Dokumen Sumber »
= = = = =

Sejumlah Harapan di Tengah Minimnya Perlindungan Buruh Migran
Berita

Sejumlah Harapan di Tengah Minimnya Perlindungan Buruh Migran

Pemerintah diminta menerbitkan semua peraturan turunan UU PPMI melibatkan pemangku kepentingan; revitalisasi seluruh layanan migrasi kerja di seluruh tahapan kerja buruh migran; meratifikasi konvensi ILO No.188 tentang Perlindungan ABK dan konvensi ILO No.189 tentang Kerja Layak PRT.

Ady Thea DA
Bacaan 3 Menit
Foto: RES
Foto: RES

Buruh migran Indonesia menghadapi situasi yang semakin rentan di tahun 2020. Hasil analisis media yang dilakukan Jaringan Buruh Migran (JBM) menunjukkan lonjakan kasus sebanyak 61 persen dibandingkan tahun 2019. Sekretaris Nasional JBM, Savitri Wisnuwardhani, mengungkap beberapa kasus, antara lain pemulangan buruh migran Indonesia yang tidak memiliki dokumen dengan cara dideportasi dan repatriasi.

= = = = =

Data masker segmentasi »
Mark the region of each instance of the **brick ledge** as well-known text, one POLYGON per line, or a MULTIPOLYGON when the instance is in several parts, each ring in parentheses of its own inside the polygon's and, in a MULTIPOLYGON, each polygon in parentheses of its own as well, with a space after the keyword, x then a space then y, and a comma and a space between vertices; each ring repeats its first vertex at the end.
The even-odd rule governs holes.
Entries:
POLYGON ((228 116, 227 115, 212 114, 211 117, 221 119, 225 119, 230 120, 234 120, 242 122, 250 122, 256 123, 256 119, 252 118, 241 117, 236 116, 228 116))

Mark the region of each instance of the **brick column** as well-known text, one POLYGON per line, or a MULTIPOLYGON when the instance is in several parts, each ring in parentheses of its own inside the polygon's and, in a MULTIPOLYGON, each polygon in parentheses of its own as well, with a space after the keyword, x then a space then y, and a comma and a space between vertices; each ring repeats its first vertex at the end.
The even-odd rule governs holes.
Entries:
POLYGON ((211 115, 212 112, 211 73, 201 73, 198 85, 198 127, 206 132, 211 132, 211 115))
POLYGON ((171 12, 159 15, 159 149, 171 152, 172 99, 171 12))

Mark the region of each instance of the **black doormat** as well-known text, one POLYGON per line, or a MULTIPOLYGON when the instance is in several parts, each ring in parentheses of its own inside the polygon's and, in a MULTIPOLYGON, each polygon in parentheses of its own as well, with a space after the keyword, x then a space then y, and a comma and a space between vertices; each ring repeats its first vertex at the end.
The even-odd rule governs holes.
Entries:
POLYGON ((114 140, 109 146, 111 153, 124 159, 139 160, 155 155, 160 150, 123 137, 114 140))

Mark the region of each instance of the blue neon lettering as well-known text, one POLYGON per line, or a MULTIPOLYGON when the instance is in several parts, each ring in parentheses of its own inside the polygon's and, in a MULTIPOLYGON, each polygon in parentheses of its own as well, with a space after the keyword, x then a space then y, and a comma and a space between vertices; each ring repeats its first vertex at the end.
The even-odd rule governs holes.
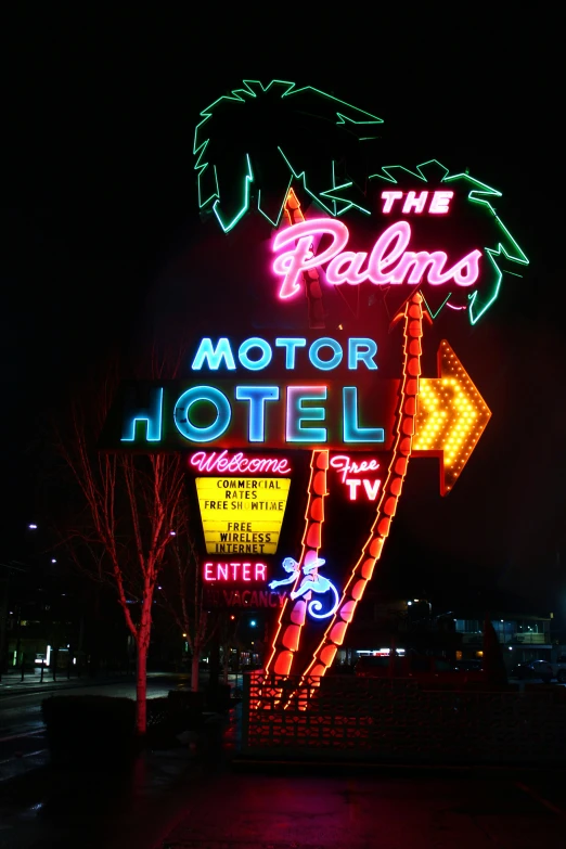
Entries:
POLYGON ((133 442, 136 440, 136 423, 145 422, 145 441, 159 442, 162 438, 162 419, 163 419, 163 388, 154 387, 149 390, 150 399, 147 407, 138 408, 136 411, 131 408, 132 394, 126 398, 124 412, 124 425, 121 428, 121 442, 133 442))
POLYGON ((181 395, 173 410, 173 421, 177 429, 191 442, 211 442, 218 439, 228 428, 232 419, 230 401, 223 393, 214 386, 193 386, 181 395), (208 401, 216 408, 216 420, 206 427, 194 425, 189 414, 191 407, 201 401, 208 401))
POLYGON ((250 339, 246 339, 242 343, 237 350, 237 359, 244 366, 252 372, 258 372, 260 369, 265 369, 271 362, 273 352, 271 346, 265 339, 260 339, 259 336, 253 336, 250 339), (250 360, 247 352, 250 348, 259 348, 261 357, 259 360, 250 360))
POLYGON ((307 339, 293 336, 280 336, 275 339, 276 348, 285 348, 285 369, 295 368, 295 351, 297 348, 305 348, 307 339))
POLYGON ((374 357, 377 355, 377 345, 373 339, 348 339, 348 369, 357 369, 359 362, 365 363, 370 371, 377 369, 374 357))
POLYGON ((325 427, 303 427, 303 422, 323 422, 324 407, 303 407, 304 401, 319 401, 326 398, 325 386, 287 386, 286 441, 325 442, 325 427))
POLYGON ((339 342, 336 342, 336 339, 331 339, 329 336, 323 336, 321 339, 317 339, 312 343, 309 349, 309 360, 311 361, 312 365, 325 372, 330 371, 331 369, 335 369, 336 365, 339 365, 342 362, 342 345, 339 342), (321 348, 332 348, 334 356, 331 357, 330 360, 321 360, 319 357, 319 351, 321 348))
POLYGON ((218 339, 215 348, 213 339, 205 337, 204 339, 201 339, 191 369, 196 372, 203 368, 203 364, 206 361, 210 371, 216 372, 222 364, 222 360, 224 360, 227 369, 230 371, 235 369, 234 355, 232 353, 229 340, 226 337, 218 339))
POLYGON ((383 427, 360 427, 358 424, 358 387, 345 386, 344 404, 344 441, 345 442, 385 442, 383 427))
POLYGON ((248 439, 266 441, 266 401, 279 400, 279 386, 236 386, 236 400, 249 401, 248 439))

= = = = =

Tugas » Tulis lanjutan berita tentang minimnya perlindungan buruh migran, dimulai sesudah kalimat terakhir yang tercantum.

Jawaban Latihan »
Ada juga kasus penahanan yang menimbulkan trauma bagi buruh migran. Dari 35 responden yang disurvei, hasil sementara menunjukkan kondisi buruh migran di masa pandemi Covid-19 cenderung lebih buruk dan rentan. Misalnya, beban kerja semakin berat, pemotongan upah, tidak ada libur, dan sulit berkumpul (berorganisasi).

Melansir data Serikat Buruh Migran Indonesia (SBMI), Savitri mencatat beberapa kasus yang kerap menimpa buruh migran yakni kekerasan fisik, penganiayaan, pelecehan seksual, pelanggaran atas kontrak kerja, eksploitasi ekonomi, perdagangan orang, hingga penghilangan nyawa secara paksa. Data Solidaritas Perempuan menunjukkan terjadi kekerasan fisik berlapis dialami buruh migran perempuan.

Dari 63 kasus yang dilaporkan, ada 188 bentuk kekerasan yang dialami. Korban perdagangan orang pada umumnya juga mengalami berbagai bentuk kekerasan fisik dan penahanan dokumen. “Pandemi Covid-19 menyebabkan buruh migran perempuan semakin rentan dan terbatas mobilitasnya baik dalam mengakses kebutuhan setiap hari, mendampingi, dan bantuan hukum ketika mengalami kasus,” kata Savitri ketika dikonfirmasi, Senin (21/12/2020). (Baca Juga: Kemenaker-Polri Teken MoU Perkuat Sinergisitas Lindungi Buruh Migran)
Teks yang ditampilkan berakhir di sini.